▸ **Exercise prompt**
Reproduce the data verbatim, starting at the line containing "pixel 123 327." and continuing through the line containing "pixel 353 67", both included.
+++ Supplied data +++
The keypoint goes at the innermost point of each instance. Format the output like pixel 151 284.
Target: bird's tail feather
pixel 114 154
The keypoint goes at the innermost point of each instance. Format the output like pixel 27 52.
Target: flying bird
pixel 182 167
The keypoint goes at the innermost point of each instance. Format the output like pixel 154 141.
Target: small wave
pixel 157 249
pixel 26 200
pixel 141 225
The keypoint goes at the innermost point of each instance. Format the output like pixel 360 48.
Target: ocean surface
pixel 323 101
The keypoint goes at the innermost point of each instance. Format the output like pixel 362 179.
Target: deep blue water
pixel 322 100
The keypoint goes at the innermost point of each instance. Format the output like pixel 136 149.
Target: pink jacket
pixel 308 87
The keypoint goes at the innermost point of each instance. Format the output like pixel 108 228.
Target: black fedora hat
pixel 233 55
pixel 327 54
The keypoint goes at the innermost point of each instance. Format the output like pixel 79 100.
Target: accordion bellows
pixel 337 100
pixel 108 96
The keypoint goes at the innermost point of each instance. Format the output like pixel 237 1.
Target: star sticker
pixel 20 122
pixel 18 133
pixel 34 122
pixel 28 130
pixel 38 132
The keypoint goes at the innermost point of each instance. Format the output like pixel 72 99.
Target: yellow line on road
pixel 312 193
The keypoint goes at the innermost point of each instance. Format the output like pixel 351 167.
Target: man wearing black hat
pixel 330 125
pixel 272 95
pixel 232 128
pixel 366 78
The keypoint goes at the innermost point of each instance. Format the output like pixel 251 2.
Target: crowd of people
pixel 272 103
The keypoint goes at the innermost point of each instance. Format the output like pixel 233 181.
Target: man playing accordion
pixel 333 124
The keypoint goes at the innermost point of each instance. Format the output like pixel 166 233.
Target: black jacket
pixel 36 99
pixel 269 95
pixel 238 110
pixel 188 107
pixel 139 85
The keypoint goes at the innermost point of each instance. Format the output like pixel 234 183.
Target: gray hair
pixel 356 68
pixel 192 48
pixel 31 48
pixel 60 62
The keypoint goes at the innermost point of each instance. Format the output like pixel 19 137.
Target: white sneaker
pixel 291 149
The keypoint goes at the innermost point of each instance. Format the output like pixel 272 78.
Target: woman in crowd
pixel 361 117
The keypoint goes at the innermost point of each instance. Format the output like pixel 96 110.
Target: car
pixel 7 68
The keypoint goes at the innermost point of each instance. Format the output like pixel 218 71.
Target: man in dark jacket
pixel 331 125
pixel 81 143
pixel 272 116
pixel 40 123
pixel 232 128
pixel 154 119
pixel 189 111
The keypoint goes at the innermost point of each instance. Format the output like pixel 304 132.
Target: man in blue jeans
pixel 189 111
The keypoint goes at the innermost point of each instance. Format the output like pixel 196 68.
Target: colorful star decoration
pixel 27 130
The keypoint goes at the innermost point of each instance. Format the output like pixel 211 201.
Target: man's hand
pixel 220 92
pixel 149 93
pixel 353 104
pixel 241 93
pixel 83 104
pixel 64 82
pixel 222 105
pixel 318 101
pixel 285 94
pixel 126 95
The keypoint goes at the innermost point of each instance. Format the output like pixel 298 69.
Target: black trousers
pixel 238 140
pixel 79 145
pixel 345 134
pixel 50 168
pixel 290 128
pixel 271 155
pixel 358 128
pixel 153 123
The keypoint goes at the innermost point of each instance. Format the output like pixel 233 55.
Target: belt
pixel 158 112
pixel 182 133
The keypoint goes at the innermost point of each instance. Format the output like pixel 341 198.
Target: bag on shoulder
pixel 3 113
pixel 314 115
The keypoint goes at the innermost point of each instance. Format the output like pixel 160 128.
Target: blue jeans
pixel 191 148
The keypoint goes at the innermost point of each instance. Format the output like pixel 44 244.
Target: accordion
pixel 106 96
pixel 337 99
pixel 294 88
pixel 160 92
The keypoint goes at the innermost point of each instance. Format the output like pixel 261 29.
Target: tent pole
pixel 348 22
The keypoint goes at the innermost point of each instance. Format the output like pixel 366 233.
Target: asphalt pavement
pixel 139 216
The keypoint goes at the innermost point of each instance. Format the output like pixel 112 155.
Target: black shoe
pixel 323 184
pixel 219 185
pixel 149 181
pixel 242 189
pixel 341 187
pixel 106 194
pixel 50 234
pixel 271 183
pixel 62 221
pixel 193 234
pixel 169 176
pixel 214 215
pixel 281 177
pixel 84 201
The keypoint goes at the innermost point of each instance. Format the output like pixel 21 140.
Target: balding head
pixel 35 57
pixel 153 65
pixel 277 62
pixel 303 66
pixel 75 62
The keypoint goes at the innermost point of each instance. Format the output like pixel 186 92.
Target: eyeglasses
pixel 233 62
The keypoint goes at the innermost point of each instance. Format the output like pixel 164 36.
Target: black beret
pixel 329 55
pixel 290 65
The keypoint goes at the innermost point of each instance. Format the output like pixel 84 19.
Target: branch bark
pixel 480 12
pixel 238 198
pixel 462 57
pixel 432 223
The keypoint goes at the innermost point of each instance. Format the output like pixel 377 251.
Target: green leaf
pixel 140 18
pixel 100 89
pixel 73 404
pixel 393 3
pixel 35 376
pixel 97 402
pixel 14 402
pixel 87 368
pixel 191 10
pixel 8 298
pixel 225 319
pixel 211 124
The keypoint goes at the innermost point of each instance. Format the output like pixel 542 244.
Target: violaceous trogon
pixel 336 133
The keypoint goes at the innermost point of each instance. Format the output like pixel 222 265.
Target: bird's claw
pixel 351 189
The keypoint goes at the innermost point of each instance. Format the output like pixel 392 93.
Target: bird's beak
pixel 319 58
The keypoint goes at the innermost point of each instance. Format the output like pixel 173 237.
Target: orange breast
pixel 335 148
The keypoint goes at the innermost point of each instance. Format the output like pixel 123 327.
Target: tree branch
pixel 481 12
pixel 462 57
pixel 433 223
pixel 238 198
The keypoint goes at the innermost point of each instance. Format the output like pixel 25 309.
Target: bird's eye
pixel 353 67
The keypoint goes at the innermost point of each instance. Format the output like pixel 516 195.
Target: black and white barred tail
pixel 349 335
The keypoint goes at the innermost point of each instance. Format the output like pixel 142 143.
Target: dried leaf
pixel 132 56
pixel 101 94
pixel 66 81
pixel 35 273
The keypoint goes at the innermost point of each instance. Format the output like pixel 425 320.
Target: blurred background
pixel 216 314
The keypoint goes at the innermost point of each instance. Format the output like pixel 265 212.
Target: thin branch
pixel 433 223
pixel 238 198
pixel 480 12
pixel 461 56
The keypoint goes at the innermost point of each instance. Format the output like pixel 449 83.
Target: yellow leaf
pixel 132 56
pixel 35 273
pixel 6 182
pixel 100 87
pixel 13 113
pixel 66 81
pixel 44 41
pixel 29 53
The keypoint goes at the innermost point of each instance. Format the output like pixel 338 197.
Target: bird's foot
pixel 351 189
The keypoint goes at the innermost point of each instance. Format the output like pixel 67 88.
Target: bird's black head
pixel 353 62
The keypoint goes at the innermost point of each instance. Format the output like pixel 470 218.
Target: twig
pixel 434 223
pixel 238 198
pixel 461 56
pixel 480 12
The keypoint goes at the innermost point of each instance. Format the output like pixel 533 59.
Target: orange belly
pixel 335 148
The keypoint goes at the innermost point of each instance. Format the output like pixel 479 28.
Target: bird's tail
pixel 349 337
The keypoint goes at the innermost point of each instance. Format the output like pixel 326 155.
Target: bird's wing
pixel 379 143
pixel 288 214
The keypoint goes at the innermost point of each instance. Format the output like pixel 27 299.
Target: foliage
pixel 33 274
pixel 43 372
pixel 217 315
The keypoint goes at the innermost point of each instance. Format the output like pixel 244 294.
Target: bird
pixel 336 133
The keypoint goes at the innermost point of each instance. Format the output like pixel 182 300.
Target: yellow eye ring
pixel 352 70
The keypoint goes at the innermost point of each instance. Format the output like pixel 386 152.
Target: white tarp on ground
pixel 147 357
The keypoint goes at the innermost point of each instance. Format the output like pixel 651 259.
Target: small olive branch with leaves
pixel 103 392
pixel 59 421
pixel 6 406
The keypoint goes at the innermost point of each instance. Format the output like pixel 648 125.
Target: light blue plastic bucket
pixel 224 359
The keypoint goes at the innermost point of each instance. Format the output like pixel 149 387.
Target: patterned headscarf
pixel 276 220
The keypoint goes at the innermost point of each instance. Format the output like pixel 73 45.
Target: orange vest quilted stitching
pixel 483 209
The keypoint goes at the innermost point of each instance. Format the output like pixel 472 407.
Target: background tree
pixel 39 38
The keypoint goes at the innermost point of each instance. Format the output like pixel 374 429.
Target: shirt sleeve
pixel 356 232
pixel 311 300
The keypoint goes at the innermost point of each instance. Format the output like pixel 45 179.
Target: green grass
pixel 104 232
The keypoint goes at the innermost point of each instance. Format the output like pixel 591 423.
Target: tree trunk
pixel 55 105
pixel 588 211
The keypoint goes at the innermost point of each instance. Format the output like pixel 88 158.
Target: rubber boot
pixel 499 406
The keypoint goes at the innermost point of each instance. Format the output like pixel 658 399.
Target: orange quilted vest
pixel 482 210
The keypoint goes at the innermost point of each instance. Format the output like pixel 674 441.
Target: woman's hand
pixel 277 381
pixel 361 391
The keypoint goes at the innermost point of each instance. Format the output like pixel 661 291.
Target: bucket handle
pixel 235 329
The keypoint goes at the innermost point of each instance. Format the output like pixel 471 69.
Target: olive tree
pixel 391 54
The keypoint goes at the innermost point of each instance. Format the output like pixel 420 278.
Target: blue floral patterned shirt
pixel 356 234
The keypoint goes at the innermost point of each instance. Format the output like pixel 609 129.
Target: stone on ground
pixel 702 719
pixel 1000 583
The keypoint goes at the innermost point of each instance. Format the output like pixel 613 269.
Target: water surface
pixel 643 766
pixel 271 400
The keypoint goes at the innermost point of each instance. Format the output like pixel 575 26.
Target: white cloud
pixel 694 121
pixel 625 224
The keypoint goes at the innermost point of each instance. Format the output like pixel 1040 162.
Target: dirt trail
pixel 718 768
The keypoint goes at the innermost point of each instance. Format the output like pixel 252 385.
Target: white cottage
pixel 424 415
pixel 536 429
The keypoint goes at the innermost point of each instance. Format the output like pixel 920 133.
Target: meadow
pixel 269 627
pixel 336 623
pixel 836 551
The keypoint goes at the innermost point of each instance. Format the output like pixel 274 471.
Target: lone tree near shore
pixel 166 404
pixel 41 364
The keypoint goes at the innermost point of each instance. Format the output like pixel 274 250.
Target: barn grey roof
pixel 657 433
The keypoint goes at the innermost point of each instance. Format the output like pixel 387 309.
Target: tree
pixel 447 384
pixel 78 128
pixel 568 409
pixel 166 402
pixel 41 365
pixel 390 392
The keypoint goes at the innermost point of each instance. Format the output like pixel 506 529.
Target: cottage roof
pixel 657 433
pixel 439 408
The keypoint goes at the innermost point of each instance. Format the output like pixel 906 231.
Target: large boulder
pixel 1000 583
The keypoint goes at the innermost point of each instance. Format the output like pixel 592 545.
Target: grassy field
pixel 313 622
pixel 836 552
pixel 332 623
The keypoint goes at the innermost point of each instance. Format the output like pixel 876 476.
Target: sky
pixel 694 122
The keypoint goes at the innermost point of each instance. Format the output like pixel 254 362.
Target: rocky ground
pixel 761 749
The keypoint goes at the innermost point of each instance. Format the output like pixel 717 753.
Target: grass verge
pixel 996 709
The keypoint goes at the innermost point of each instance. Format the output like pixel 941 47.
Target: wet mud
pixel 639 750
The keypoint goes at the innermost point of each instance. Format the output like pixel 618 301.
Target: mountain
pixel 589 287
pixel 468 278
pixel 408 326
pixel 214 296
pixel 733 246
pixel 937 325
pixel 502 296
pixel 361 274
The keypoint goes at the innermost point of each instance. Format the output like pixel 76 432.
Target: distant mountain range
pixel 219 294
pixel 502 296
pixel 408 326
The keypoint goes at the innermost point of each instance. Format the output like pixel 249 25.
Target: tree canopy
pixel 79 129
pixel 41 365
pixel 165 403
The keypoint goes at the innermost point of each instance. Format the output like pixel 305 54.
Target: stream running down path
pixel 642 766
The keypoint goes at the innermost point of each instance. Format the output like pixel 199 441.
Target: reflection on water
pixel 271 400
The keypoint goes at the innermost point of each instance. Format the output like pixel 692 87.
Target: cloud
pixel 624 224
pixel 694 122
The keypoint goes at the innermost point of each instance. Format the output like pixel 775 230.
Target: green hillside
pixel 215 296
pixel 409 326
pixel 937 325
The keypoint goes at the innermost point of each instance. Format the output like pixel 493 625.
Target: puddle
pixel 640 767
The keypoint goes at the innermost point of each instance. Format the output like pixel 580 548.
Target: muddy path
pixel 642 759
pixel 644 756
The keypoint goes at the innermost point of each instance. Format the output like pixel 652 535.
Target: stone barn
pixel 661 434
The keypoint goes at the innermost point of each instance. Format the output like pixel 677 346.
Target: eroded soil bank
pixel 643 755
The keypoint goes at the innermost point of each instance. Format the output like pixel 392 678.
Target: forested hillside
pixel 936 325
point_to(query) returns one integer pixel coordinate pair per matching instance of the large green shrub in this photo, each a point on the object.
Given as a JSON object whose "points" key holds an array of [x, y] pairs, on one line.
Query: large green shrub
+++
▸ **Result of this task**
The keypoint goes at the innermost point of each instance. Format the output like pixel 123 327.
Target: tree branch
pixel 481 12
pixel 462 57
pixel 433 223
pixel 238 198
The keypoint goes at the innermost point of each instance. Format the output like pixel 25 309.
Target: bird's eye
pixel 353 67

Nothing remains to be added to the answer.